■ **WRITTEN TASK**
Edit the rows below so that each "Class of interest" becomes "Target class", with nothing else altered.

Region annotation entries
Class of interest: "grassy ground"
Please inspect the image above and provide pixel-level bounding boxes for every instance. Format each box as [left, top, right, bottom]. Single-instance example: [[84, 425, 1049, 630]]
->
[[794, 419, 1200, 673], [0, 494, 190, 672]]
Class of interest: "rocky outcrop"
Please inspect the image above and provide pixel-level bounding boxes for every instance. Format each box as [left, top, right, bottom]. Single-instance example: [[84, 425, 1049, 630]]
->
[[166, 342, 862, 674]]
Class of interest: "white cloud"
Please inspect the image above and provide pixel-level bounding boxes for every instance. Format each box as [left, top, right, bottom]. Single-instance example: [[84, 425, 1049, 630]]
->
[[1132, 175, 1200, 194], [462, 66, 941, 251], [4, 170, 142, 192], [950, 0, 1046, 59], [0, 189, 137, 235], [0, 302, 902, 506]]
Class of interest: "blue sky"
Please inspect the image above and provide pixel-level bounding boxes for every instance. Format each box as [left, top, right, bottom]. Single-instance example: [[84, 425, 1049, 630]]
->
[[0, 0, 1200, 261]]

■ **THE RESPONSE**
Target class: "grassy ground"
Please inspect the image above and provide pixel-level bounding boxes for every instance. Format each box as [left, top, right, bottom]. Single-instance example: [[84, 425, 1049, 630]]
->
[[794, 419, 1200, 673], [0, 494, 190, 672]]
Target class: "rocky outcrop"
Please inspect the image above and provide pixel-level bounding boxes for every instance. Format each box as [left, top, right, bottom]. Single-instance example: [[84, 425, 1049, 630]]
->
[[166, 342, 862, 674]]
Target class: "white cloud"
Please inspect the image above and provide pixel-level bounding boxes for every instance. Format each box as [left, top, right, bottom]. Single-instance example: [[84, 425, 1049, 630]]
->
[[1132, 175, 1200, 194], [462, 66, 941, 251], [4, 170, 142, 192], [950, 0, 1046, 59], [0, 189, 137, 235], [0, 302, 902, 506]]
Target class: "blue sky"
Please inspect the image above and provide pixel-level bounding boxes for every instance. Format each box as [left, top, right, bottom]. Single-instance example: [[84, 425, 1049, 630]]
->
[[0, 0, 1200, 261]]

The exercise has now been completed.